Task goal: Output the line with "[ ] each pair" and every following line to the end of the material, exactly as they appear.

[Task input Boundary: Start]

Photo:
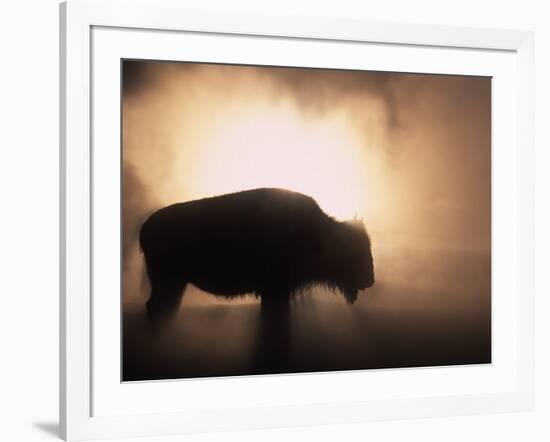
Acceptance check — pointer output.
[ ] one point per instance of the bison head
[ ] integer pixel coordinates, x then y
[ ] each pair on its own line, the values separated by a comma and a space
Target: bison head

[Task input Boundary: End]

Answer box:
[ ] each pair on its own line, the values separated by a comma and a space
Target: bison head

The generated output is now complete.